▸ **Your tasks**:
[1] Copy the passage of the privacy article that begins at the words "Privacy advocates are" and stops after the words "humiliation fairly shortly).".
[2] According to the privacy article, what name did Raytheon give its software?
[3] Write the next part of the privacy article, picking up from its last line.

Privacy advocates are spoilt for choice these days about what to complain about – privacy invasions by business, or privacy invasions by the authorities? Over the last year or so, I’ve written regularly about both – whether it be my seemingly endless posts in recent weeks about Facebook, or the many times I wrote last year about the wonderful Snoopers’ Charter – our Communications Data Bill (which is due to re-emerge after its humiliation fairly shortly).
It’s a hard one to answer – and I tend to oscillate between the two in terms of which I think is more worrying, more of a threat. And then a new story comes along to remind me that it isn’t either on its own that we should be really worried about – it’s when the two work together. Another such story has just come to light, this time in The Guardian
The essence of the story is simple. Raytheon is reported to have developed software “capable of tracking people’s movements and predicting future behaviour by mining data from social networking websites”. Whether the details of the story are correct, and whether Raytheon’s software is particularly good at doing what it is supposed to do isn’t really the main point: the emergence of software like this was always pretty close to inevitable. And it will get more effective – profiling will get sharper, targeting more precise, predictions more accurate.
Inevitable and automatic
What’s more, this isn’t just some ‘friendly’ policemen or intelligence operatives looking over our Facebook posts or trawling through our tweets – this is software, software that will operate automatically and invisibly, and can look at everything. What’s more, it’s commercially produced software. Raytheon says that ‘it has not sold the software – named Riot, or Rapid Information Overlay Technology – to any clients’ but it will. It’s commercially motivated – and investigations by groups such as Privacy International have shown that surveillance technology is sold to authoritarian regimes and others around the world in an alarming way.
If you build it, they will come
The real implication is that when software like this is developed, the uses will follow. Perhaps it will be used at first for genuinely helpful purposes – tracking real terrorists, finding paedophiles etc (and you can bet that the fights against terrorism and child abuse will be amongst the first reasons wheeled out for allowing this kind of thing) – but those uses will multiply. Fighting terrorist will become fighting crime, which will become fighting disorder, which will become fighting potential disorder, which will become locating those who might have ‘unhelpful’ views. Planning a protest against the latest iniquitous taxation or benefits change? Trying to stop your local hospital being shut or your local school being privatised? Supporting the ‘wrong’ football team?

▸ **Data listing**:
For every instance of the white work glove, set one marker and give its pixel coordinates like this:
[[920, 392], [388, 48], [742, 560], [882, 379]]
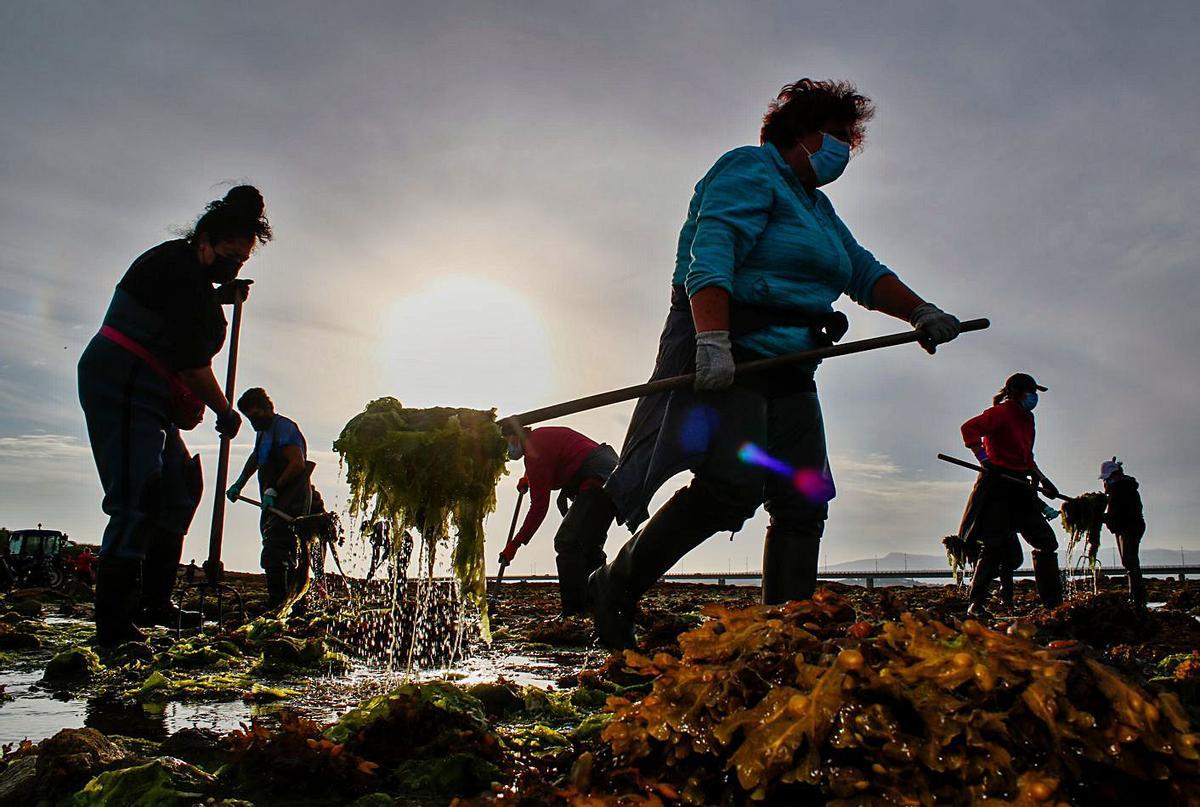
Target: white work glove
[[714, 360], [935, 326]]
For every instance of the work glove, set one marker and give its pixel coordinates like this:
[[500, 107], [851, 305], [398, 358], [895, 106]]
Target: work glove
[[509, 553], [235, 490], [714, 360], [235, 291], [982, 455], [935, 326], [228, 423]]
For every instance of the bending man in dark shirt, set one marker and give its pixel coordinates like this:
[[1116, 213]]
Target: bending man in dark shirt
[[557, 458], [281, 459], [1125, 518]]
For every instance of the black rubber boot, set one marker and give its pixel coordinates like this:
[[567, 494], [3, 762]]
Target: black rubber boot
[[681, 525], [1045, 575], [1007, 590], [580, 545], [1137, 587], [276, 586], [981, 579], [160, 572], [118, 591], [790, 559], [573, 584]]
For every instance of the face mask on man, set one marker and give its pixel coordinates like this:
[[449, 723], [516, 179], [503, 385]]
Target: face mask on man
[[829, 160], [223, 269]]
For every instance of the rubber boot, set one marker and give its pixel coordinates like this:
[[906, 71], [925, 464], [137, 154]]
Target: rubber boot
[[681, 525], [1137, 587], [573, 584], [276, 586], [790, 559], [1049, 581], [160, 572], [1007, 590], [580, 545], [118, 591], [981, 581]]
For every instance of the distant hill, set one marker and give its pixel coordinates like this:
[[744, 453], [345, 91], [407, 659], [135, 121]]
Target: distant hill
[[901, 561]]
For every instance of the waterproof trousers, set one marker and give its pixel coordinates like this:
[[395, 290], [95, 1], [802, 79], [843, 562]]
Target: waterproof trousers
[[151, 484], [281, 543], [761, 444], [1128, 544], [1002, 507]]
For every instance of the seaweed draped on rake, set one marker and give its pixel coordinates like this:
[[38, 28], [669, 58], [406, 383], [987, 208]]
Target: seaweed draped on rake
[[431, 470]]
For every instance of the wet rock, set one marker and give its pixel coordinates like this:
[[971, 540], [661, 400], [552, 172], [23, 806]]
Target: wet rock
[[201, 747], [163, 782], [18, 782], [373, 800], [28, 608], [72, 668], [18, 640], [456, 775], [591, 727], [562, 633], [73, 755], [498, 698]]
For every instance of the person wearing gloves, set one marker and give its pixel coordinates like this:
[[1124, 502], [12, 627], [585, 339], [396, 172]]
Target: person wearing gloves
[[1126, 520], [562, 459], [147, 375], [762, 257], [281, 459], [1005, 498]]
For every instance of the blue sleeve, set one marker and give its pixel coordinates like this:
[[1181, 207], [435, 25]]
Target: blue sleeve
[[288, 434], [865, 268], [733, 210]]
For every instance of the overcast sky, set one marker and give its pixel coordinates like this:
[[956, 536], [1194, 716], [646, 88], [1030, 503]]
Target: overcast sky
[[478, 204]]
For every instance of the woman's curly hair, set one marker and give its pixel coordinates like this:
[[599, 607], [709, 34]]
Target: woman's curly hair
[[239, 215], [808, 105]]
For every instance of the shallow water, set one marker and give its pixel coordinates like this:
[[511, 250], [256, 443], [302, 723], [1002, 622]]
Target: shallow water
[[35, 713]]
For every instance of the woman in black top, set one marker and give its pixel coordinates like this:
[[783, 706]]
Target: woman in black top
[[147, 374]]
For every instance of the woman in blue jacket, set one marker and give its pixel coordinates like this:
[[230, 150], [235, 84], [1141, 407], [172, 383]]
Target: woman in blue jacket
[[143, 377], [762, 257]]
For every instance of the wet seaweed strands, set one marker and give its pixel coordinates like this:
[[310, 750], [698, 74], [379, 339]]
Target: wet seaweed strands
[[433, 471], [1083, 518]]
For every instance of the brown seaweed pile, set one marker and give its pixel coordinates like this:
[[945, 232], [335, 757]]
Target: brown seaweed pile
[[783, 705]]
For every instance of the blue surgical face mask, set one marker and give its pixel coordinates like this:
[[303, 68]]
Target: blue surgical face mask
[[829, 160]]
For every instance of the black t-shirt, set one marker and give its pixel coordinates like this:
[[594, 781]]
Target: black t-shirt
[[169, 281], [1125, 503]]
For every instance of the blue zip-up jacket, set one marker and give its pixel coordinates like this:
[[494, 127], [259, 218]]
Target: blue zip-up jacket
[[754, 231]]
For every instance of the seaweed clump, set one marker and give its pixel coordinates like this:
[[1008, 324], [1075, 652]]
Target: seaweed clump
[[431, 470], [1083, 518], [784, 705]]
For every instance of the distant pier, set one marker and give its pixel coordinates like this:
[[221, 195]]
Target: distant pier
[[869, 578]]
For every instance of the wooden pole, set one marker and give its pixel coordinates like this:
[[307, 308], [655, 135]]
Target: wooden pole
[[682, 382]]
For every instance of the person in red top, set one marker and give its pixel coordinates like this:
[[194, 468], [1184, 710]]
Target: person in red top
[[1002, 441], [557, 458]]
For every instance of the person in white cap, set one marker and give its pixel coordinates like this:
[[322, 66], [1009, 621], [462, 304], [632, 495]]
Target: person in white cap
[[1125, 518]]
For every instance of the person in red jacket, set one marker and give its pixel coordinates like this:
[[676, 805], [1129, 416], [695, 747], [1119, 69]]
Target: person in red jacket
[[1002, 440], [557, 458]]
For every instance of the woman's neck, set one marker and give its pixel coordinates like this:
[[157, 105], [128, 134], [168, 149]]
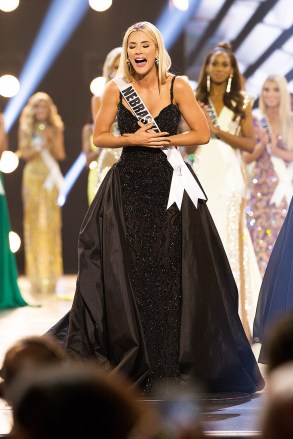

▸ **Outputs by task**:
[1]
Privacy advocates are spoilt for choice these days about what to complain about – privacy invasions by business, or privacy invasions by the authorities? Over the last year or so, I’ve written regularly about both – whether it be my seemingly endless posts in recent weeks about Facebook, or the many times I wrote last year about the wonderful Snoopers’ Charter – our Communications Data Bill (which is due to re-emerge after its humiliation fairly shortly).

[2] Riot, or Rapid Information Overlay Technology.

[3]
Just a quick change in the search parameters and this kind of software, labelled by the Guardian a ‘google for spies’, will track you down and predict your next moves. Big Brother would absolutely love it.
A perfect storm for surveillance
This is why, in the end, we should worry about both corporate and government surveillance. The more that private businesses gather data, the better they get at profiling, even for the most innocuous of purposes, or for that all too common one, making money, the more that this kind of data, these kinds of techniques, can be used by others.
We should worry about all of this – and fight it on all fronts. We should encourage people to be less blasé about what they post on Facebook. I may be a bit extreme in regularly recommending that people leave Facebook (see my 10 reasons to leave Facebook post) because I know many people rely on it at the moment, but we should seriously advise people to rely on it less, to use it more carefully – and to avoid things like geo-location etc (see my what to do if you can’t leave Facebook post). We should oppose any and all government universal internet surveillance programmes – like the Snoopers’ Charter – and we should support campaigns like that of Privacy International against the international trade in surveillance technology.